- Dataset content
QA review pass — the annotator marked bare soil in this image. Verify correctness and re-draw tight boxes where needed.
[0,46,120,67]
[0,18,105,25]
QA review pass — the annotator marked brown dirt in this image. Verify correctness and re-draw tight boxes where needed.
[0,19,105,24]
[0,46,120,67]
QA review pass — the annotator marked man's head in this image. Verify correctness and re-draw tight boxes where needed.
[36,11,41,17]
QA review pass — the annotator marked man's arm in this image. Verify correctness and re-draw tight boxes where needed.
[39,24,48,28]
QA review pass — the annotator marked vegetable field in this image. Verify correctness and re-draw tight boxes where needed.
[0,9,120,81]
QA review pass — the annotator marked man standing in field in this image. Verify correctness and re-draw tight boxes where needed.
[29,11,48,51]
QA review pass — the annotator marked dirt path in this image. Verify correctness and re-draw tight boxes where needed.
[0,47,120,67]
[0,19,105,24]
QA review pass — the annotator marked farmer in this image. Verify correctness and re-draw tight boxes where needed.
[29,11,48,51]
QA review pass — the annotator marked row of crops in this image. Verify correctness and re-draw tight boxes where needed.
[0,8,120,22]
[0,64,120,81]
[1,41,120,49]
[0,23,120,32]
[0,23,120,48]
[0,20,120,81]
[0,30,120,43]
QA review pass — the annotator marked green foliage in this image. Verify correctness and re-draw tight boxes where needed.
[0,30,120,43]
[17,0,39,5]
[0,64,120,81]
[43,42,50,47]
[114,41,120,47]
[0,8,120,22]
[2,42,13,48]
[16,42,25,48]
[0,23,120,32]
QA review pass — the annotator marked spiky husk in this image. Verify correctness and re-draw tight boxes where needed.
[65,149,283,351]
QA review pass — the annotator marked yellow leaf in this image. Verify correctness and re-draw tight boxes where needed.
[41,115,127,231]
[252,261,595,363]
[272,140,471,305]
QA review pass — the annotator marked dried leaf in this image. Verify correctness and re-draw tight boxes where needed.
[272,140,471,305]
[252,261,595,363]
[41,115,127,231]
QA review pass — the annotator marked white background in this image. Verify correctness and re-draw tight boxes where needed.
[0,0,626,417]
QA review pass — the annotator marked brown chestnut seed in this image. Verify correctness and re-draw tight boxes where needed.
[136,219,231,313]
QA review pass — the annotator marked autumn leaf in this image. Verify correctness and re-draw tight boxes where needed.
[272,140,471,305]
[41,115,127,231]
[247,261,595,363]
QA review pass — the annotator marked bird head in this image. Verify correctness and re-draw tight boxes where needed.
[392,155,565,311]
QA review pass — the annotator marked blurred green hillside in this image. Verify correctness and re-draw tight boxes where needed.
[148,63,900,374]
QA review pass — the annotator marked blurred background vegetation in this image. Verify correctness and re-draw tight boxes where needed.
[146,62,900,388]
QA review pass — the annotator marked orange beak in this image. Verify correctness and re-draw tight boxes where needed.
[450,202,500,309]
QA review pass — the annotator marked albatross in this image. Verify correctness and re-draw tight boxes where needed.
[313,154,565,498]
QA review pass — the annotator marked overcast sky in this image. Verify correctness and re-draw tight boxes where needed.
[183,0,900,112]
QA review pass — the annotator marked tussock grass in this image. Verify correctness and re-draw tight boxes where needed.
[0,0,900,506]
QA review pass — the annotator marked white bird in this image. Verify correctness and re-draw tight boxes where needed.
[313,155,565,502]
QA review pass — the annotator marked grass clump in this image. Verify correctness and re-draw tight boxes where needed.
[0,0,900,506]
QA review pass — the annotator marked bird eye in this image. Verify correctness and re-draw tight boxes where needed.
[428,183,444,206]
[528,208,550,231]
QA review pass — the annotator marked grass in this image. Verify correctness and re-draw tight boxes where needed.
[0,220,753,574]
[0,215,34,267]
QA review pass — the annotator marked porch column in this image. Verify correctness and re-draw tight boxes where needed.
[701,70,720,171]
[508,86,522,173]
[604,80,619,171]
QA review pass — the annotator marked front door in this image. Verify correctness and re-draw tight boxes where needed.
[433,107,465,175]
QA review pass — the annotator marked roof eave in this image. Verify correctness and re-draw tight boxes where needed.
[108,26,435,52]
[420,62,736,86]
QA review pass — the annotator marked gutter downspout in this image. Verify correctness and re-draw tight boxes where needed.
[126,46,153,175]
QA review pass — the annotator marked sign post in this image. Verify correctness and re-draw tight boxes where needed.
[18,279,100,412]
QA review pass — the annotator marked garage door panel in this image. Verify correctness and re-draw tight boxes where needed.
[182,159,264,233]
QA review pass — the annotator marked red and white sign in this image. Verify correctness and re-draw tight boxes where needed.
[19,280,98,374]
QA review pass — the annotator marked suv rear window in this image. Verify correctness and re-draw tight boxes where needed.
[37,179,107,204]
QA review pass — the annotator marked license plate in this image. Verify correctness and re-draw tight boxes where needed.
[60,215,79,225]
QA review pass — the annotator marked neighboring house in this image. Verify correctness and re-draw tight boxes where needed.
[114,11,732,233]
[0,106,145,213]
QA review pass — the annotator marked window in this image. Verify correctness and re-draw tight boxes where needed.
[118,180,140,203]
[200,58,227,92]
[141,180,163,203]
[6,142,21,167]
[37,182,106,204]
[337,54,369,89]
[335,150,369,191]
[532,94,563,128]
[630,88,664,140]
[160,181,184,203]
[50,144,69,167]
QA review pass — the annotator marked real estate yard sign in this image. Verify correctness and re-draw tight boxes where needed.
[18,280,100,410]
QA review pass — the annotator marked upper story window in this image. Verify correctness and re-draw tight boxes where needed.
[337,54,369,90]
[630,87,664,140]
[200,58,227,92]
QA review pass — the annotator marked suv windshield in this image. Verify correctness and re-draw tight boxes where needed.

- What is being asked
Find every line of the material above that contains the string "head", matching case exactly, and copy each of those lines.

- Task solution
QA review pass — the annotator marked man's head in this image. Verify correctness and re-draw tight boxes where needed.
QA review pass — the annotator marked bird head in this image. Verify correctness and re-draw tight boxes where needed.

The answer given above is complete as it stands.